▸ **Stored items from a collection**
****

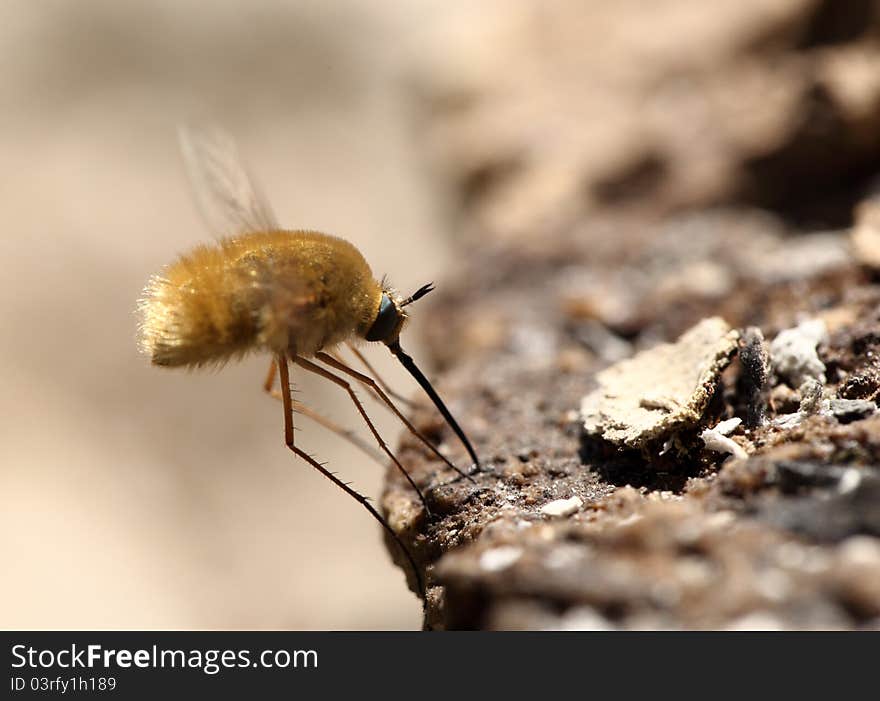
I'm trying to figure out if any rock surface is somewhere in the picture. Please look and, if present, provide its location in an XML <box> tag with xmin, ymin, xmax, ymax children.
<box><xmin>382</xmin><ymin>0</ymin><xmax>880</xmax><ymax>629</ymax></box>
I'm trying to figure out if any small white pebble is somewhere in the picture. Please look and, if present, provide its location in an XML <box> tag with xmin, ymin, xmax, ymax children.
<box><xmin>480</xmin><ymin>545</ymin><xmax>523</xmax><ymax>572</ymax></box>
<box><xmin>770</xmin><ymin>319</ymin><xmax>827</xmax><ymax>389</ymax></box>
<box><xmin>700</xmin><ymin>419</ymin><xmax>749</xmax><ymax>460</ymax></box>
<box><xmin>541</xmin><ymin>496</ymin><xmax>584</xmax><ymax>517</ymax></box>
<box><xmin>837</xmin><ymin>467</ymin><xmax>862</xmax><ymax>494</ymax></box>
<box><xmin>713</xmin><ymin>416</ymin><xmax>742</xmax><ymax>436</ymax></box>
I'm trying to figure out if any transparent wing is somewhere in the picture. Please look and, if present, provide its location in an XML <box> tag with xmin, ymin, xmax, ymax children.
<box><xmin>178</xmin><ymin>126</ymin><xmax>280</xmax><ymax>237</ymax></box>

****

▸ **What this task involves**
Rewrite all of the material above, including the requests, and shift every bounding-box coordinate in the answers up by 3. Leave the pictures out.

▸ **Answer to this problem**
I'm trying to figure out if any rock surface is somewhere in the picture. Please look and, if present, provide its location in an XML <box> tag with xmin, ymin, xmax, ymax children.
<box><xmin>385</xmin><ymin>3</ymin><xmax>883</xmax><ymax>632</ymax></box>
I'm trying to figure out if any small white pebble is somewhere in the picture. Please look and, if present, provide its location in an XML <box> tag with xmin, ymin, xmax, ymax children.
<box><xmin>483</xmin><ymin>548</ymin><xmax>526</xmax><ymax>575</ymax></box>
<box><xmin>773</xmin><ymin>322</ymin><xmax>830</xmax><ymax>392</ymax></box>
<box><xmin>703</xmin><ymin>422</ymin><xmax>752</xmax><ymax>463</ymax></box>
<box><xmin>544</xmin><ymin>499</ymin><xmax>587</xmax><ymax>520</ymax></box>
<box><xmin>840</xmin><ymin>470</ymin><xmax>865</xmax><ymax>497</ymax></box>
<box><xmin>716</xmin><ymin>419</ymin><xmax>745</xmax><ymax>439</ymax></box>
I'm trying to figure out if any transparent wing is somewhere in the picture. Please look and, if present, provide its location in an XML <box> tag with xmin, ymin, xmax, ymax children.
<box><xmin>181</xmin><ymin>129</ymin><xmax>283</xmax><ymax>240</ymax></box>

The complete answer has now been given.